[TASK BRIEF]
Your task is to output the data exactly as it stands.

[GIVEN RECORDS]
-=-=-
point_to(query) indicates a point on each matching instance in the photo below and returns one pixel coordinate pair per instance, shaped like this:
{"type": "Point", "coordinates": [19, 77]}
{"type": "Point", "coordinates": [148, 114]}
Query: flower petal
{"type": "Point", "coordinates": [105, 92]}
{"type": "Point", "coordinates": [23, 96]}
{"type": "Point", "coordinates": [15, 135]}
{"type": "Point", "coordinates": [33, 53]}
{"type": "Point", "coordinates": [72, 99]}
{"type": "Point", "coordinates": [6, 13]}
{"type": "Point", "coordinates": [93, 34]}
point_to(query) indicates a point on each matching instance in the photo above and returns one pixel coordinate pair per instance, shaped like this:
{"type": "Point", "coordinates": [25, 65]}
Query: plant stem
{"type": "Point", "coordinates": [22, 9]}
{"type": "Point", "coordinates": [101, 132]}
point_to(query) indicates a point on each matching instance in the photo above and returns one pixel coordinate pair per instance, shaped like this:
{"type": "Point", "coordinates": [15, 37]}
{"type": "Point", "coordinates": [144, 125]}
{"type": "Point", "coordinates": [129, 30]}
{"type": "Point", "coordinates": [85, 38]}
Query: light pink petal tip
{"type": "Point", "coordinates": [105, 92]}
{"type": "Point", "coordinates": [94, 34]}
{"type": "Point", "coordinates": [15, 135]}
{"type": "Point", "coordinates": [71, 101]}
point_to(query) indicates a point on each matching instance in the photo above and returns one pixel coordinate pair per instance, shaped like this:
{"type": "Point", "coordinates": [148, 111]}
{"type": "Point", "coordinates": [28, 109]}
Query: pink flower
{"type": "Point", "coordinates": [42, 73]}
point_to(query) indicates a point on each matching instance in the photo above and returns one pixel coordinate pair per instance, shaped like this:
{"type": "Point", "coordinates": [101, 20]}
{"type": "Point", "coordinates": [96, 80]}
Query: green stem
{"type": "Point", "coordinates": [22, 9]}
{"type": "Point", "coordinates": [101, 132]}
-=-=-
[TASK SOLUTION]
point_to(query) indicates a point on each matching instance in the photo below and returns one pixel coordinate pair per instance, shaped like this:
{"type": "Point", "coordinates": [19, 77]}
{"type": "Point", "coordinates": [148, 114]}
Query: flower petal
{"type": "Point", "coordinates": [105, 92]}
{"type": "Point", "coordinates": [23, 96]}
{"type": "Point", "coordinates": [15, 135]}
{"type": "Point", "coordinates": [33, 53]}
{"type": "Point", "coordinates": [72, 99]}
{"type": "Point", "coordinates": [6, 13]}
{"type": "Point", "coordinates": [93, 34]}
point_to(query) indicates a point on each matching instance in the photo above and returns one pixel coordinate pair per instance, shaped like this:
{"type": "Point", "coordinates": [25, 65]}
Query: plant stem
{"type": "Point", "coordinates": [22, 9]}
{"type": "Point", "coordinates": [101, 132]}
point_to(query) indicates a point on each matching instance in the photo above and returns one pixel coordinate pair per instance, shaped like this:
{"type": "Point", "coordinates": [15, 37]}
{"type": "Point", "coordinates": [144, 125]}
{"type": "Point", "coordinates": [129, 30]}
{"type": "Point", "coordinates": [85, 38]}
Query: light pink petal tip
{"type": "Point", "coordinates": [105, 92]}
{"type": "Point", "coordinates": [94, 34]}
{"type": "Point", "coordinates": [15, 135]}
{"type": "Point", "coordinates": [71, 101]}
point_to(query) indicates a point on each matching instance in the photo above and returns one pixel coordinate pair per instance, shaped like this:
{"type": "Point", "coordinates": [148, 111]}
{"type": "Point", "coordinates": [28, 109]}
Query: pink flower
{"type": "Point", "coordinates": [42, 73]}
point_to(query) indicates a point on each matching instance in the photo above and returns one pixel coordinate pair per instance, shaped like this:
{"type": "Point", "coordinates": [101, 20]}
{"type": "Point", "coordinates": [96, 80]}
Query: green stem
{"type": "Point", "coordinates": [22, 9]}
{"type": "Point", "coordinates": [101, 132]}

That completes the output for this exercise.